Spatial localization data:
_ _ _ _

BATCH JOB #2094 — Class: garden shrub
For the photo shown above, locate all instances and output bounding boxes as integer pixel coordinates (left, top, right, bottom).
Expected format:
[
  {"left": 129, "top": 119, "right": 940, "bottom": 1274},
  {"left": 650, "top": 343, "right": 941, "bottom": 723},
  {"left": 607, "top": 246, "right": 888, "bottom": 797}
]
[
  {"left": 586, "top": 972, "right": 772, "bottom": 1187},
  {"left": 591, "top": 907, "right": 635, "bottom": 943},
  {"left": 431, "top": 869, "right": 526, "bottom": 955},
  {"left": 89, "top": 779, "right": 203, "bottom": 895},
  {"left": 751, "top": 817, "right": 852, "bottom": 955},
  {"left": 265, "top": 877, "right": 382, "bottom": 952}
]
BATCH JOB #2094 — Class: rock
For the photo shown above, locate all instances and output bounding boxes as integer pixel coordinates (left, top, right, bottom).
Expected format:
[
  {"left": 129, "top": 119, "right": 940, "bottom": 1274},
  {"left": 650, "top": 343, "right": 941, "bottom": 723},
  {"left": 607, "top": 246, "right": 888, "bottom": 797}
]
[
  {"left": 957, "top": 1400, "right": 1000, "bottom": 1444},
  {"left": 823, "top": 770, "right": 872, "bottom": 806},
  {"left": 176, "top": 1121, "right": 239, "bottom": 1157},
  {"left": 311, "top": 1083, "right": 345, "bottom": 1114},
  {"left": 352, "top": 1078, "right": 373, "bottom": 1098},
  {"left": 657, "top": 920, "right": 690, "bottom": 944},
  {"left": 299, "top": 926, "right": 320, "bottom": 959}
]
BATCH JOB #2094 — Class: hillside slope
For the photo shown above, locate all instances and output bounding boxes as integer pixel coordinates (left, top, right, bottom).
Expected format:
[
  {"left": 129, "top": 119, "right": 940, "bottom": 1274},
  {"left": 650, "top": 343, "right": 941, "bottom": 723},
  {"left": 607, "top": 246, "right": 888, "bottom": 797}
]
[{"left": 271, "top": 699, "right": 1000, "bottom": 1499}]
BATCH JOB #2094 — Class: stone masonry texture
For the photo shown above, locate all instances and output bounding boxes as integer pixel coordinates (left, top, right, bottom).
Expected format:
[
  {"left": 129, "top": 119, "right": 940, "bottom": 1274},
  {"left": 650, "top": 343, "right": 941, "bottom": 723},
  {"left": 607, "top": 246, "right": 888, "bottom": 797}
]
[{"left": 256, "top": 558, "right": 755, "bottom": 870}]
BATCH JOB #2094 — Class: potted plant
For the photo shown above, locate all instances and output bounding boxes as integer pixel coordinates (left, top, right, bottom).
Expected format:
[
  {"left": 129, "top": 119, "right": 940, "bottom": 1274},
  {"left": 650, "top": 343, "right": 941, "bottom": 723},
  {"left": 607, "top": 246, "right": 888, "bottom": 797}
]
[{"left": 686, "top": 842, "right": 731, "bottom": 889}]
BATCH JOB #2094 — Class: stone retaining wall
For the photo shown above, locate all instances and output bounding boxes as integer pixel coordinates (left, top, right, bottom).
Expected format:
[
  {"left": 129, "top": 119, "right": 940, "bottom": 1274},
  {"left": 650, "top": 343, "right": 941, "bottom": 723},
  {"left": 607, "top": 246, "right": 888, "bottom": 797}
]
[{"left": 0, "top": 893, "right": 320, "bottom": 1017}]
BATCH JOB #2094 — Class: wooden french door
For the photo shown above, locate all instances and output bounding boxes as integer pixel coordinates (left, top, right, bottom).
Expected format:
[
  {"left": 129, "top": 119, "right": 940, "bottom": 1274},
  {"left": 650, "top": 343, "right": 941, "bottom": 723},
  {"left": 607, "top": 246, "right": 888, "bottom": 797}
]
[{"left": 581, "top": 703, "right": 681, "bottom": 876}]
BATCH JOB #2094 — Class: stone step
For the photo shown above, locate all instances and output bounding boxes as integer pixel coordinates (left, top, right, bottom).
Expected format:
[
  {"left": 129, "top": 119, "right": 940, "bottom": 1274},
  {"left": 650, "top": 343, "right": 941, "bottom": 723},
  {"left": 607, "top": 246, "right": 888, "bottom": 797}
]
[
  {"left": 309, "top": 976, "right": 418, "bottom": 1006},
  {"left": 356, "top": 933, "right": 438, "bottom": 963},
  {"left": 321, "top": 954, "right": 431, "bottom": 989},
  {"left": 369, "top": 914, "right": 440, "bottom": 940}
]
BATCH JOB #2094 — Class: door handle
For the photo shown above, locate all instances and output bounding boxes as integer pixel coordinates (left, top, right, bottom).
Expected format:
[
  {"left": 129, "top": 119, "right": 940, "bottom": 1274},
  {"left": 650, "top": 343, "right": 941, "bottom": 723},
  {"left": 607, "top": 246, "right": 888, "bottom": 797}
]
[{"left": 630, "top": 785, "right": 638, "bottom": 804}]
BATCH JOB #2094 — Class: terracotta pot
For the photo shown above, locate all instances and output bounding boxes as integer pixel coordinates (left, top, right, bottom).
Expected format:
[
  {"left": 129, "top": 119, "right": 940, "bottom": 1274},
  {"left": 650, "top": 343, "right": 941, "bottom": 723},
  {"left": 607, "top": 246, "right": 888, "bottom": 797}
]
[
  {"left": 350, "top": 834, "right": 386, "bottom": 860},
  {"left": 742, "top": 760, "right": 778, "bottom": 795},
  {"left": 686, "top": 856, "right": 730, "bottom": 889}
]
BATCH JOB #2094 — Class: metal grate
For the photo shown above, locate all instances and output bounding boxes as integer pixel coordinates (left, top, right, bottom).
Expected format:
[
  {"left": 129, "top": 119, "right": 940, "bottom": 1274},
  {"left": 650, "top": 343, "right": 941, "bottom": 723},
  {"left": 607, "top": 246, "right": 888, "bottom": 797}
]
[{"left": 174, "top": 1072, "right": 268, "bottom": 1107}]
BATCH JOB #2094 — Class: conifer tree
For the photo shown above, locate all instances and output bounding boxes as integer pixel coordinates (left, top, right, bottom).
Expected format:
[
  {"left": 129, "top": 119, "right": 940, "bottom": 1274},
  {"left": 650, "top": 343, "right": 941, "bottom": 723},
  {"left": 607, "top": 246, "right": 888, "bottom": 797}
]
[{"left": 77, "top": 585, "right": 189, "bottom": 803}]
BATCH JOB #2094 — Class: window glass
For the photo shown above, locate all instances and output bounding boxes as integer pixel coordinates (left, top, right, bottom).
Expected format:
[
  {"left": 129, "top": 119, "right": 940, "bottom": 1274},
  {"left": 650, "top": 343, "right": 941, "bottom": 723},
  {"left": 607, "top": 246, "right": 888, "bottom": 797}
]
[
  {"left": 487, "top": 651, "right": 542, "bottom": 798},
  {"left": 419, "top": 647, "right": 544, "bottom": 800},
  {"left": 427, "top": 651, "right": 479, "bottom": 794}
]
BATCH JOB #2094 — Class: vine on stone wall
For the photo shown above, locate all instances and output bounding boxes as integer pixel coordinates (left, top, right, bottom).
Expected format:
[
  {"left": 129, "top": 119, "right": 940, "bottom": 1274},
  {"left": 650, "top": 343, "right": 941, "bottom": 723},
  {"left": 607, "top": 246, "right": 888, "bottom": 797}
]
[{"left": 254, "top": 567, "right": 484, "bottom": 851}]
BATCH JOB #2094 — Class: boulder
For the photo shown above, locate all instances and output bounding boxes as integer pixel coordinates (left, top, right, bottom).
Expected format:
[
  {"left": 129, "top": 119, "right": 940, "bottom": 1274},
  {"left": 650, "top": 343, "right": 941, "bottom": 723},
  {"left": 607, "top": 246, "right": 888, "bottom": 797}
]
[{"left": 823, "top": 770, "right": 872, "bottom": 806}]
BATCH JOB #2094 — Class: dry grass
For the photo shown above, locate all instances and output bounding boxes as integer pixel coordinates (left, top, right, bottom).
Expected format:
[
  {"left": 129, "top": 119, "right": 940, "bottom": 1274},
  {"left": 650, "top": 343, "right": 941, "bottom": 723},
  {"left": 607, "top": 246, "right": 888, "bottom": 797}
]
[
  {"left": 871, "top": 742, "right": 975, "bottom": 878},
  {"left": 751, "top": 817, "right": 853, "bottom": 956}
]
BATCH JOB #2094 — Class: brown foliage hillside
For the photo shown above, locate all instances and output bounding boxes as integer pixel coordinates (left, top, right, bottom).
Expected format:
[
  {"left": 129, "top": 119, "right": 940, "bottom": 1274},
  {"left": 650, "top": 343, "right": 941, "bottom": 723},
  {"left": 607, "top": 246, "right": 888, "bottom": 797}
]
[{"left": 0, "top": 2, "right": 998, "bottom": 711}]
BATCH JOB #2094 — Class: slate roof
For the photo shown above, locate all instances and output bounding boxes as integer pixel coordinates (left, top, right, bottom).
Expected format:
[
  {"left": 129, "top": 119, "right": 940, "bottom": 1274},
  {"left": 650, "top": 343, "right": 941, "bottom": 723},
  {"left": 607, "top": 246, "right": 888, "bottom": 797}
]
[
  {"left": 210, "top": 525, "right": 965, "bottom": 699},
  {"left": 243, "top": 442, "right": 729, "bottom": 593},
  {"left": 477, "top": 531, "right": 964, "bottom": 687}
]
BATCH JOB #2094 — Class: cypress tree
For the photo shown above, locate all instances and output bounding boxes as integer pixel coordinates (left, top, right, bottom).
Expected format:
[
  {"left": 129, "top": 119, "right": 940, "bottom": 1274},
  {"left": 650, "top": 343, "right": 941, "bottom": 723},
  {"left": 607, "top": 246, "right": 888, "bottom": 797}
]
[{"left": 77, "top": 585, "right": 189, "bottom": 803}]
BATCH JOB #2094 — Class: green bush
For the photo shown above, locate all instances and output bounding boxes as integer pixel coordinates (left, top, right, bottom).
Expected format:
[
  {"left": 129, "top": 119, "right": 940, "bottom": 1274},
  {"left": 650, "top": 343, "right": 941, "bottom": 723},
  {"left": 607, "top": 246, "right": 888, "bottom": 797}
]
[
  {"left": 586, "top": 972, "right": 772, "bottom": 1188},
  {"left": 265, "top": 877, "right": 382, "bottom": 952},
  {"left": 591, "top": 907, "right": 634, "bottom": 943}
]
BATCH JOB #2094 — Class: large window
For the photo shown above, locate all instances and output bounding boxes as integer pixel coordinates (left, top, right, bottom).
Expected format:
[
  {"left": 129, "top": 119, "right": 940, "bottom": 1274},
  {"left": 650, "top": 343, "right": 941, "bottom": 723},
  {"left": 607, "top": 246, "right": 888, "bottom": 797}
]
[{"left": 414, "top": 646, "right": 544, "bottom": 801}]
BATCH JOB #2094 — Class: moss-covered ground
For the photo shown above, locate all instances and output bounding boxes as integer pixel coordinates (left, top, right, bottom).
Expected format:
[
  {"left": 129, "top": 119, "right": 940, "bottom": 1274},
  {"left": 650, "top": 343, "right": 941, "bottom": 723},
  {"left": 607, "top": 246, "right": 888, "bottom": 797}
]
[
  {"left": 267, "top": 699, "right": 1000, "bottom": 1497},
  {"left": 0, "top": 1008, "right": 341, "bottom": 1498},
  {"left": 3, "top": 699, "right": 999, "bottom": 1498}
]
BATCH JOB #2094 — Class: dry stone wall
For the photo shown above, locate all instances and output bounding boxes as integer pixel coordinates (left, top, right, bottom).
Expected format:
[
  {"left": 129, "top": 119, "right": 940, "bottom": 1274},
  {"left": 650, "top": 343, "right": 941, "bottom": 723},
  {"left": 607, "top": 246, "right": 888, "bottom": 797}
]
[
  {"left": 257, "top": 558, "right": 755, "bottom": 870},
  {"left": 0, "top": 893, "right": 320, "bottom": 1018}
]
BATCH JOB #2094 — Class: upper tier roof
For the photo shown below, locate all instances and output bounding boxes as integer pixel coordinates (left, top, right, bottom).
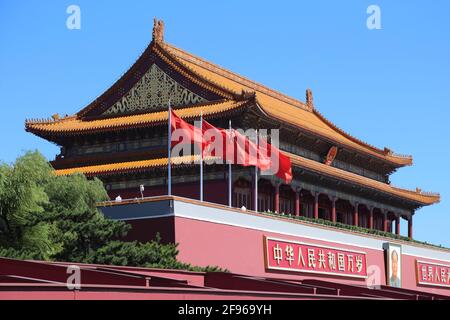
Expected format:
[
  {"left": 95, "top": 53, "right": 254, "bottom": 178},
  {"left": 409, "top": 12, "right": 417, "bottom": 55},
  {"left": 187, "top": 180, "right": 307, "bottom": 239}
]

_ _ _ _

= WORK REQUEST =
Which of the lines above carry the string "tree"? Copy every one.

= OUTPUT BELOW =
BATCH JOB #2094 — Class: conifer tree
BATCH JOB #2094 — Class: cypress tree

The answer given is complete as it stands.